*To be done*.
1. Reproduce the part of the SAS remote load troubleshooting text that opens with the words containing "ERROR: Could not" and closes with "(with Cloudera 5.10)".
2. According to the SAS remote load troubleshooting text, why should the permissions on the Hadoop plugin scripts be checked? Answer in one to three sentences.
3. Write what comes next in the SAS remote load troubleshooting text, starting after its final line.
### Extract ###
I know I am repetitive, but I really think the "troubleshooting" section is probably the most useful part of this kind of blogs 🙂 so I'd like to share two issues I faced with this kind of setup. Unfortunately in both cases, we see the same generic error message:

ERROR: Could not connect to the Hadoop cluster. ERROR: The action stopped due to errors.

SAS Plugins scripts Permissions (with Hortonworks HDP 2.5)

During the remote SASHDAT load, two type of scripts (which are part of the Hadoop plugins component deployed on the remote Hadoop cluster) are executed: "start-namenode-cas-hadoop.sh" and "start-datanode-cas-hadoop.sh" are executed.

Under specific conditions (reboot for example) it is possible that the execution permissions on these script are lost and that it is required to fix them to be able to perform the remote SASHDAT load.

So it is always a good idea check the permissions with a command like :

# for h in sashdp0{1..4};do ssh $h "hostname;ls -l /usr/hdp/current/hadoop-client/bin/start*cas*sh";done

Missing JAVA_HOME (with Cloudera 5.10)
### Data extract ###
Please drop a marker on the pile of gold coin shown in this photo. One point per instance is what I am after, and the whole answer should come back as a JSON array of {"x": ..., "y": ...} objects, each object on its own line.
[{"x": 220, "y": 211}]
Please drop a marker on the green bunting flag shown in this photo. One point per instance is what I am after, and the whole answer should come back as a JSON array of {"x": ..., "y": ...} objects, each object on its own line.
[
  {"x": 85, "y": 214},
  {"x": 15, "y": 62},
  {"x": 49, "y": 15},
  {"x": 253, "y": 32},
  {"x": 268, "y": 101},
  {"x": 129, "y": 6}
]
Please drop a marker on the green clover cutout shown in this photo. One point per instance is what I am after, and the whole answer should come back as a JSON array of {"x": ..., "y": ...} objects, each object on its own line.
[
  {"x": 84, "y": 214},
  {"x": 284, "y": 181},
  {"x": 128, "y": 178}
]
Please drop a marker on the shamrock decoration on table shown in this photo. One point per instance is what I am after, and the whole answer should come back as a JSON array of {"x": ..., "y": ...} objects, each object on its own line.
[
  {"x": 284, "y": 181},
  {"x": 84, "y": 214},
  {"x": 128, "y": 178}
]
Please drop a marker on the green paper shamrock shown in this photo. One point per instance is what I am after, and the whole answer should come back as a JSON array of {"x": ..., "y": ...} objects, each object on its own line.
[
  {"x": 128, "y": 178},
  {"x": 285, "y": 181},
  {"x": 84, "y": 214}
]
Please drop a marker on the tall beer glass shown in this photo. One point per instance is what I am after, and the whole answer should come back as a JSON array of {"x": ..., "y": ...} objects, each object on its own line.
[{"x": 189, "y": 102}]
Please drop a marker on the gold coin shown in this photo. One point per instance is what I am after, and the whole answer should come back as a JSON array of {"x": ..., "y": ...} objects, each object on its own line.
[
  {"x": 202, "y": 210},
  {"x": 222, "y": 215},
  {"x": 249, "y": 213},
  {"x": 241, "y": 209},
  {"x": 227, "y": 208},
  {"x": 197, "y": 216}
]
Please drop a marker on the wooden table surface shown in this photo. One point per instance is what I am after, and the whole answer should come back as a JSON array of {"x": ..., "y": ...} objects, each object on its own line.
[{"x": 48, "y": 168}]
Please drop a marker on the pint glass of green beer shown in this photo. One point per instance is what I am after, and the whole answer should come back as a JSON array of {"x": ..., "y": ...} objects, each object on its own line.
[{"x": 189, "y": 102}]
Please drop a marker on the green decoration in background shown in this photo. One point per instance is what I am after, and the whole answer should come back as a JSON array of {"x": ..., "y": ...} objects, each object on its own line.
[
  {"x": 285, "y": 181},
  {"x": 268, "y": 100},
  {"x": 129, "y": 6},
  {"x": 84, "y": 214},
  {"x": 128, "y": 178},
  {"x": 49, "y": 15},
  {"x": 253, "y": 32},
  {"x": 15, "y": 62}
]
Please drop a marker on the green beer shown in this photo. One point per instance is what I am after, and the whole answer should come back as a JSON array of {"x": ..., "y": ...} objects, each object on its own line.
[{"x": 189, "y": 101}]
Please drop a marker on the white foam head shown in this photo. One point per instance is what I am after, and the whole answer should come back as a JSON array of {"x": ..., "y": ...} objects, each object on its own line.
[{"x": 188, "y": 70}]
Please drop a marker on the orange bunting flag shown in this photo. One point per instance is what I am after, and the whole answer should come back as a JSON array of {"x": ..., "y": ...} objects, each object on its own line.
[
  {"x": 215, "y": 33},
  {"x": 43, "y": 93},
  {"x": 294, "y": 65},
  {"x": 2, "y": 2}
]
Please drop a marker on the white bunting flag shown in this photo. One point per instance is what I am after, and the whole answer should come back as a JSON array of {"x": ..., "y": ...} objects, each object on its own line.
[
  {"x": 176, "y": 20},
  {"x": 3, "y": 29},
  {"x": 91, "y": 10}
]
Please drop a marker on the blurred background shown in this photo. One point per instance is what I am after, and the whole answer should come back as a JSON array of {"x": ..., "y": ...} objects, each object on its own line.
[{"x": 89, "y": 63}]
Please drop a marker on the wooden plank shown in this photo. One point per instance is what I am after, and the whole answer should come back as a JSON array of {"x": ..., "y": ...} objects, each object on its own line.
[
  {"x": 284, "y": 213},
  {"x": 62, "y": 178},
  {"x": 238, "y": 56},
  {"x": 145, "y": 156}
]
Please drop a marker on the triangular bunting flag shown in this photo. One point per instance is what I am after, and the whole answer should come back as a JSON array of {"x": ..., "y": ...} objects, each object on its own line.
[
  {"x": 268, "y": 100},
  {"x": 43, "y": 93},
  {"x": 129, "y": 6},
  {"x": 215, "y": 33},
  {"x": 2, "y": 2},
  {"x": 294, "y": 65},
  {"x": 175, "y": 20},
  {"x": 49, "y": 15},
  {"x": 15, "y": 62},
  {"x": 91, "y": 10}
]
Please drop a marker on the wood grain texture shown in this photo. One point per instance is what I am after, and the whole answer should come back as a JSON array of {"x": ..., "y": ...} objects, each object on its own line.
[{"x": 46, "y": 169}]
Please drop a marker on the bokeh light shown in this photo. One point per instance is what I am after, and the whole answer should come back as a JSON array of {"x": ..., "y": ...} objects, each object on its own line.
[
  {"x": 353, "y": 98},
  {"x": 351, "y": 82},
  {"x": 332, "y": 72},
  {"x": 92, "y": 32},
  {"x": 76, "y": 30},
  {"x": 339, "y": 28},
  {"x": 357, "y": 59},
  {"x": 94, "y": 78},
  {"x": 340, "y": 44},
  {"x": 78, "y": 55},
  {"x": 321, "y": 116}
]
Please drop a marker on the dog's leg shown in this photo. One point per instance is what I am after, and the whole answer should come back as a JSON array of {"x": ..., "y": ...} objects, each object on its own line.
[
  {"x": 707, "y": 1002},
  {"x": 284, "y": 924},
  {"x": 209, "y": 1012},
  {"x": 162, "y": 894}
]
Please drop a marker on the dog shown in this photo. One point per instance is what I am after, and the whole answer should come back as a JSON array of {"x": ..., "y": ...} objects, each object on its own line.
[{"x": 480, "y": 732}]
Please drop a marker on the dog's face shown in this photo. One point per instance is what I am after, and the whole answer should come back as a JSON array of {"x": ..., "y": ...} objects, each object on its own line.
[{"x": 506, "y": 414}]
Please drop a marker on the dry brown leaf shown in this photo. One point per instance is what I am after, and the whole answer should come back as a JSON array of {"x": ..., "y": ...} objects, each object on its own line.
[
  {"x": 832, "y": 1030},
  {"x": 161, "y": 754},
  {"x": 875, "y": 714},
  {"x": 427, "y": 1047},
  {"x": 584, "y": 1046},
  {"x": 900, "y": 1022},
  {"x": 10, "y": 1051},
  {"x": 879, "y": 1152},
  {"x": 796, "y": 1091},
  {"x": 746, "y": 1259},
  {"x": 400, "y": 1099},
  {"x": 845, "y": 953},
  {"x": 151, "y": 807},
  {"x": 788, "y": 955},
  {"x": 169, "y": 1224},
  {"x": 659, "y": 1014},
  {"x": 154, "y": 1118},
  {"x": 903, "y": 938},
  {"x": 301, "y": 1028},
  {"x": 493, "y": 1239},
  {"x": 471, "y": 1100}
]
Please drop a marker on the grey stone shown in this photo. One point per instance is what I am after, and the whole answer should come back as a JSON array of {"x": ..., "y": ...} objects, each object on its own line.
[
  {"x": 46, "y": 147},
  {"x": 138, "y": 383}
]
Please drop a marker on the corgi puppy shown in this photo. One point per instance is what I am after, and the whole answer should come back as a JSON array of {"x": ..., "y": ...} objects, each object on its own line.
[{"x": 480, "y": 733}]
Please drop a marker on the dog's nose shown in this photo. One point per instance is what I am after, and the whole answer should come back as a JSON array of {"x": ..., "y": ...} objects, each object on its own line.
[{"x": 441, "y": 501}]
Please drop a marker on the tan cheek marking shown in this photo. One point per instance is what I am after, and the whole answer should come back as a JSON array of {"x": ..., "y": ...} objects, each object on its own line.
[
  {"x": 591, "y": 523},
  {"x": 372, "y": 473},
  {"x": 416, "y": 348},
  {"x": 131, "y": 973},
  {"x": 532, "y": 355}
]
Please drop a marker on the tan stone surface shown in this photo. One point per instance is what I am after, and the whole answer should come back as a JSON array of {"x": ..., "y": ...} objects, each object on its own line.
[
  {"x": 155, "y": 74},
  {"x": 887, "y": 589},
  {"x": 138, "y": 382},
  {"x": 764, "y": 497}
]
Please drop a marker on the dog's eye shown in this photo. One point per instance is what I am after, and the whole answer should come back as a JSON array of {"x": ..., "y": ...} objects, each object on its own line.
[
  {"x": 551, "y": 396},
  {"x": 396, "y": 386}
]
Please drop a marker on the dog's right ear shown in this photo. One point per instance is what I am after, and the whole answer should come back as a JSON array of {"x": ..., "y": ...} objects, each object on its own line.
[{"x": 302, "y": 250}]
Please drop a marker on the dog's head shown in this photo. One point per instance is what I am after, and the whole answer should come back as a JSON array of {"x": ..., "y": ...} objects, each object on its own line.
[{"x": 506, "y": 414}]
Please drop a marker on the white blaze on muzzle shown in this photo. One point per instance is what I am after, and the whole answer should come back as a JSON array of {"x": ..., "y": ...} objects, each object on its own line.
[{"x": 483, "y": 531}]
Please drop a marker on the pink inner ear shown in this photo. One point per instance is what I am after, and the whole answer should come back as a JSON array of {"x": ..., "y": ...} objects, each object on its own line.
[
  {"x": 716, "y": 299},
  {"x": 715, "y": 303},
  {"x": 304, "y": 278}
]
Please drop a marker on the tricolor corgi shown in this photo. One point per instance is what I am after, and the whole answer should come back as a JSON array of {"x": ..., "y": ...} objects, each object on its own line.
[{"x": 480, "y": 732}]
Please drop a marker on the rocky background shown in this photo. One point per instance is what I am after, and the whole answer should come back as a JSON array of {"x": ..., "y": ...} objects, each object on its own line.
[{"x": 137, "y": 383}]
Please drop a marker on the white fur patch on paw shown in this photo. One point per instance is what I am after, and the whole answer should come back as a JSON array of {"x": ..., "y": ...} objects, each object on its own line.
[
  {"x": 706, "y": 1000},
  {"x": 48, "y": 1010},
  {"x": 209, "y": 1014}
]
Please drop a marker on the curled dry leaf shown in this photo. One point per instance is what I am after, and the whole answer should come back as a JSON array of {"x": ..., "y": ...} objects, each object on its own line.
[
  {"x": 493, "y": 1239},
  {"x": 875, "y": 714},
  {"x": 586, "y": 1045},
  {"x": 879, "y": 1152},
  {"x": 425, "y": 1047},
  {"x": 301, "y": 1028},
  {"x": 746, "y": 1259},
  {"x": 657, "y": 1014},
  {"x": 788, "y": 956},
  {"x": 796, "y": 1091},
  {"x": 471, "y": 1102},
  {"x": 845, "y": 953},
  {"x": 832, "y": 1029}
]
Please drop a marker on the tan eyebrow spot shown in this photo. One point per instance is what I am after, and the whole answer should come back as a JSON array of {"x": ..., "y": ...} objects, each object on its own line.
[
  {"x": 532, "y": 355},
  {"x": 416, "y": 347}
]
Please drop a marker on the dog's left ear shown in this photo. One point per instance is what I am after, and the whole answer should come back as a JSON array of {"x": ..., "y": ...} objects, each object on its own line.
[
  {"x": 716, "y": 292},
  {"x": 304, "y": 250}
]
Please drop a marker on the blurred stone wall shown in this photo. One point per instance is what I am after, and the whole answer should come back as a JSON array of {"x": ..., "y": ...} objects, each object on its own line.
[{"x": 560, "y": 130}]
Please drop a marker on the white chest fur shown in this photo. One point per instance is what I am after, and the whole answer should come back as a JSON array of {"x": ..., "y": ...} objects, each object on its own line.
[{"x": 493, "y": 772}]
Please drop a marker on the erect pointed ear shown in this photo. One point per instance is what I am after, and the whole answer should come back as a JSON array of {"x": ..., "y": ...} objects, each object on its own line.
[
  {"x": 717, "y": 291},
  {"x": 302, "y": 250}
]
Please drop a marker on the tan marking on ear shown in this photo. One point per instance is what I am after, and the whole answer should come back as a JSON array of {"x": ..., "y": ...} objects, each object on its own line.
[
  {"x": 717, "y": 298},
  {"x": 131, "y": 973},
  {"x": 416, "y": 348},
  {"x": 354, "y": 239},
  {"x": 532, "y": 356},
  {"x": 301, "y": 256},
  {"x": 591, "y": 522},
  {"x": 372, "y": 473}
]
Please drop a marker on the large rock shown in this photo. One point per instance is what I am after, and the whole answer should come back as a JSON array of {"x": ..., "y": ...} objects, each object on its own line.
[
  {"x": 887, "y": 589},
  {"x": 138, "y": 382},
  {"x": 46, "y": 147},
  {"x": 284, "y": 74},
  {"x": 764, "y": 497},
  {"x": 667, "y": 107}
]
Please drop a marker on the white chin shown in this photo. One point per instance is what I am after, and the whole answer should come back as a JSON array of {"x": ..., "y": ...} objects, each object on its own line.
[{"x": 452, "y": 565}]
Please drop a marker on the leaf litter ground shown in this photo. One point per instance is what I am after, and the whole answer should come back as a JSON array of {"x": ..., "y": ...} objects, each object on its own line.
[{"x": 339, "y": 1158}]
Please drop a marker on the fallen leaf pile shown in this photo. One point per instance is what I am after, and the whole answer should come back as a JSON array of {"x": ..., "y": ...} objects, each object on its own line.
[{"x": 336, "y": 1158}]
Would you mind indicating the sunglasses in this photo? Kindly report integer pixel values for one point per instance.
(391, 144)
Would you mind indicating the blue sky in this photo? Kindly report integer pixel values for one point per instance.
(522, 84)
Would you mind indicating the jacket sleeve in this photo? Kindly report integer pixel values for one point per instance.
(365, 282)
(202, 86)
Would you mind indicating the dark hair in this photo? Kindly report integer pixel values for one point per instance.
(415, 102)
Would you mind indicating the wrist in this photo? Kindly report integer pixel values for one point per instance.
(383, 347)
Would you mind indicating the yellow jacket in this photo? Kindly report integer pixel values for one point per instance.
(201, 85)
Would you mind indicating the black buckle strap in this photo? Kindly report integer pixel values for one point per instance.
###
*Task-by-task answers*.
1.
ERROR: Could not connect to the Hadoop cluster. ERROR: The action stopped due to errors.

SAS Plugins scripts Permissions (with Hortonworks HDP 2.5)

During the remote SASHDAT load, two type of scripts (which are part of the Hadoop plugins component deployed on the remote Hadoop cluster) are executed: "start-namenode-cas-hadoop.sh" and "start-datanode-cas-hadoop.sh" are executed.

Under specific conditions (reboot for example) it is possible that the execution permissions on these script are lost and that it is required to fix them to be able to perform the remote SASHDAT load.

So it is always a good idea check the permissions with a command like :

# for h in sashdp0{1..4};do ssh $h "hostname;ls -l /usr/hdp/current/hadoop-client/bin/start*cas*sh";done

Missing JAVA_HOME (with Cloudera 5.10)

2. Under specific conditions, such as a reboot, the execution permissions on the "start-namenode-cas-hadoop.sh" and "start-datanode-cas-hadoop.sh" scripts can be lost. These scripts run during the remote SASHDAT load, so the permissions must be fixed before that load can be performed.

3.
The other issue was observed with the SASHDAT plugins deployed as parcels packages in Cloudera. We had the same generic error message, but nothing else. So a great tip when debugging the SAS Plugins for Hadoop (even in co-located mode) is to open one of the two scripts discussed above and to activate a trace.

$ cat start-namenode-cas-hadoop.sh

#!/bin/sh

if [ "$1" ];

then export HADOOP_HOME=$1

fi

cd $HADOOP_HOME

if [ "$HADOOP_CAS_STDERR_LOG" = "" ]

  then export HADOOP_CAS_STDERR_LOG=/dev/null

fi

bin/hadoop 2>$HADOOP_CAS_STDERR_LOG com.sas.cas.hadoop.NameNodeService

As you can see there is this HADOOP_CAS_STDERR_LOG variable that you can redirect in a temporary location (replace /dev/null with a file location) to see what is exactly the issue.

So once we enabled this trace, we saw an error message complaining about missing JAVA_HOME !

And indeed checking with : "which java" and "echo $JAVA_HOME", we soon realized that our user did not have any way to call java (which is required to launch the command in the start-namenode-cas-hadoop.sh script...).

Cloudera is using a specific "cloudera" named path for his JDK which was not available in the script execution context.

As a consequence we amended all the "start-namenode-cas-hadoop.sh" and "start-datanode-cas-hadoop.sh" scripts on the hadoop nodes by explicitly placing an additional line:

export JAVA_HOME=/usr/java/jdk1.7.0_67-cloudera

And then the remote SASHDAT load worked like a charm !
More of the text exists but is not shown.